--- What to produce ---
Rewrite the data from its start through the line containing "1104;436;1142;471", swapping "handbag" for "shoulder bag" and keeping everything else the same. Omit the pictures.
start Material provided
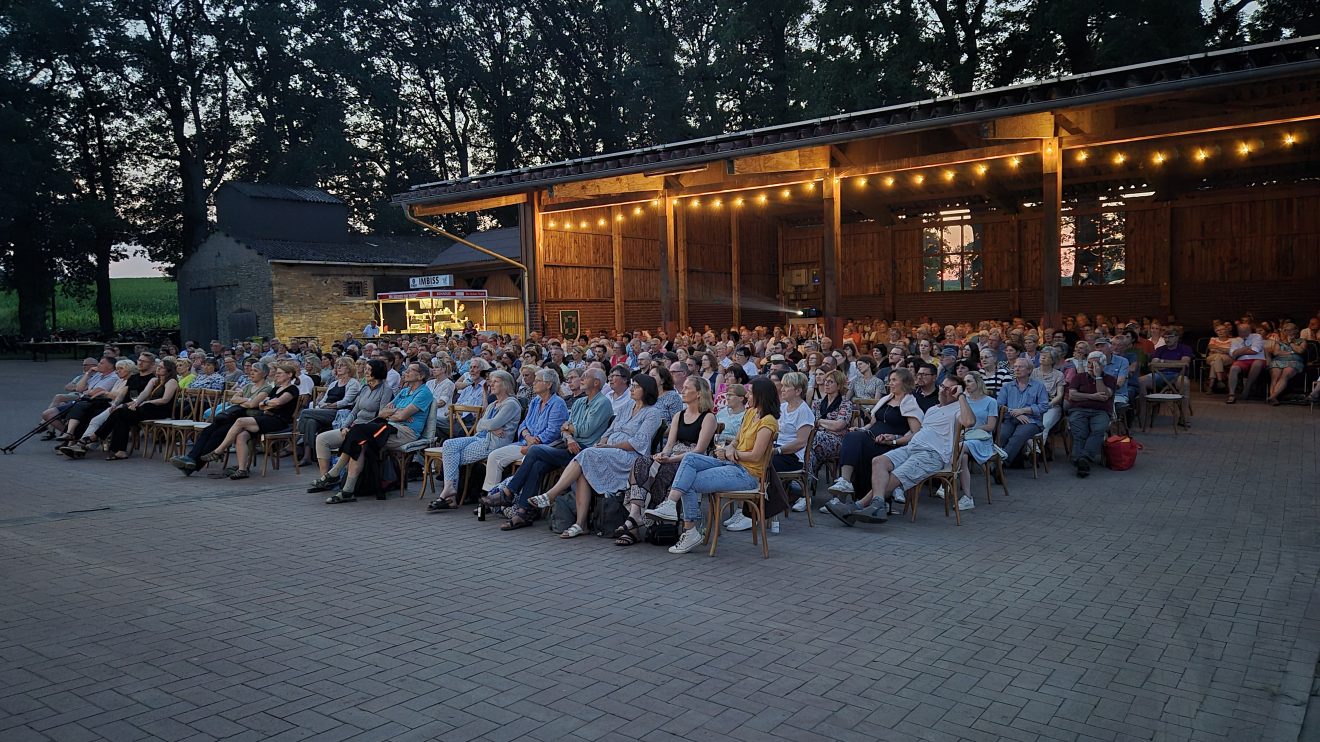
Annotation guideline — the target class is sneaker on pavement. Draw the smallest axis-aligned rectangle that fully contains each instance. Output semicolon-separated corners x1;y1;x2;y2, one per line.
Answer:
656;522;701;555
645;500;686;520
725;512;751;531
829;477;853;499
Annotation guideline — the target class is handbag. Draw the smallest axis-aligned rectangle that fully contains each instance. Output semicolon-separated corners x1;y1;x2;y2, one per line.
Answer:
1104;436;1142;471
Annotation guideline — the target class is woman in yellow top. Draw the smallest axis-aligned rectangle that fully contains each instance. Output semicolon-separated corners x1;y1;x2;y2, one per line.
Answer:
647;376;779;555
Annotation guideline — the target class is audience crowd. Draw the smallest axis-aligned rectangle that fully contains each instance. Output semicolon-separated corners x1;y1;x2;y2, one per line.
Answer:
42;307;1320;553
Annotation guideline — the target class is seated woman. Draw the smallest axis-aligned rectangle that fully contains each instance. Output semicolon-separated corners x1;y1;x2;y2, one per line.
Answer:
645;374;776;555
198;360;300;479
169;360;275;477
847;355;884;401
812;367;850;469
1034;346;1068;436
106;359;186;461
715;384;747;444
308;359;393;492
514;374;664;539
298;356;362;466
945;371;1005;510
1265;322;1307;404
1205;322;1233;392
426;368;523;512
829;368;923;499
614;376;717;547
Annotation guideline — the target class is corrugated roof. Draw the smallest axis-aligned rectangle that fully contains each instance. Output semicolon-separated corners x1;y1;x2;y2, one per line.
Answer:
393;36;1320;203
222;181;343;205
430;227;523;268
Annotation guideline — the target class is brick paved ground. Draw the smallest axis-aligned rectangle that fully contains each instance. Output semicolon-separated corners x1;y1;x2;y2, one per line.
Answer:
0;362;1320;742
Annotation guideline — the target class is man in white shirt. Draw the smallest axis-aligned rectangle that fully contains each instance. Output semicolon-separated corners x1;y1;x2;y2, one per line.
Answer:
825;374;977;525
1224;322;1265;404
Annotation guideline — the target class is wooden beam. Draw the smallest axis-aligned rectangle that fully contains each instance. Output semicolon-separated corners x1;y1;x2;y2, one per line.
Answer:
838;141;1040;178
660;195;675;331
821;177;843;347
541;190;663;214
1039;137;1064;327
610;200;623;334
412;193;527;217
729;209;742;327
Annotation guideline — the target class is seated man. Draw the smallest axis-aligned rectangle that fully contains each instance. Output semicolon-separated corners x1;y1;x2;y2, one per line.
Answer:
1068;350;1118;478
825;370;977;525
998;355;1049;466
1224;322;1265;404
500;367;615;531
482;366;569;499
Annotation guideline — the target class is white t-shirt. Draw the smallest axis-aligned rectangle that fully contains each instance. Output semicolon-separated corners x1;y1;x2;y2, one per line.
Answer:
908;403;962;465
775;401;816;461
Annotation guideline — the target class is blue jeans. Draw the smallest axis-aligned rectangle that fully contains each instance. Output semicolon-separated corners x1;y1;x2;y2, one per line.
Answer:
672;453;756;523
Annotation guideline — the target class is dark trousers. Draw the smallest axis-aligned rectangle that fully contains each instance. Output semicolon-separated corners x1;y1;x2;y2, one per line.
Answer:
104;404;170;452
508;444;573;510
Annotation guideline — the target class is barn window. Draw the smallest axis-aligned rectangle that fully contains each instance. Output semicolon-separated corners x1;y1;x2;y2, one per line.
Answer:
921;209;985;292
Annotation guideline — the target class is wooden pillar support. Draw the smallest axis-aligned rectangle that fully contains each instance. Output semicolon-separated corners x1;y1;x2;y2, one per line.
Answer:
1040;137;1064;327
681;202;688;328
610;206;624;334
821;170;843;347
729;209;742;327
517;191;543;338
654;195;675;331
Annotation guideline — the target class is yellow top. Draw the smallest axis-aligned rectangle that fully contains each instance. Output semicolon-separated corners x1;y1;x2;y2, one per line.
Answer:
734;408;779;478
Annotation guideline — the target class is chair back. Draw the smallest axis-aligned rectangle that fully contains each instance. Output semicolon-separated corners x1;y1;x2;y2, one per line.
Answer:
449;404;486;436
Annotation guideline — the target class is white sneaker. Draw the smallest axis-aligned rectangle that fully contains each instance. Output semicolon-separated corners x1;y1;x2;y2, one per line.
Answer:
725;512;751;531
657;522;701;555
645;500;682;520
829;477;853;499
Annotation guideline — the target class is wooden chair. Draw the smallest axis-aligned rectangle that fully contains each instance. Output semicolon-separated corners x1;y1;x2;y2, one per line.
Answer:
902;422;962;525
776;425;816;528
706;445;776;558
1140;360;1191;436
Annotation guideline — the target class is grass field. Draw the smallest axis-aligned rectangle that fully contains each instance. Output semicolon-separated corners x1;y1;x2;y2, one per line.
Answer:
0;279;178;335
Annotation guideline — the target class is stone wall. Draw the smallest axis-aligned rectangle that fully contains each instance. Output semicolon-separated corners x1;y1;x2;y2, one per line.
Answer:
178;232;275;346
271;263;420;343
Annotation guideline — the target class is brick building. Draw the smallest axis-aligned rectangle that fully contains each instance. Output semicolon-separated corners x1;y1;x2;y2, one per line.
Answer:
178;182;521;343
end Material provided
--- Reply ---
Annotation guideline — the target class is sneaker on pavement. Draw the smallest axis-aligned rectangle that fully contains each instance. Output semicolon-separated corners x1;y1;x2;y2, one per line.
Answer:
656;522;701;555
645;500;686;520
725;512;751;531
829;477;853;499
Annotation guideline — the target class is shoulder bag. Draw the smallest axis-aligned rectangle that fully contains each instance. Output semicolon-separated corners x1;y1;x2;y2, one per line.
Answer:
1104;436;1142;471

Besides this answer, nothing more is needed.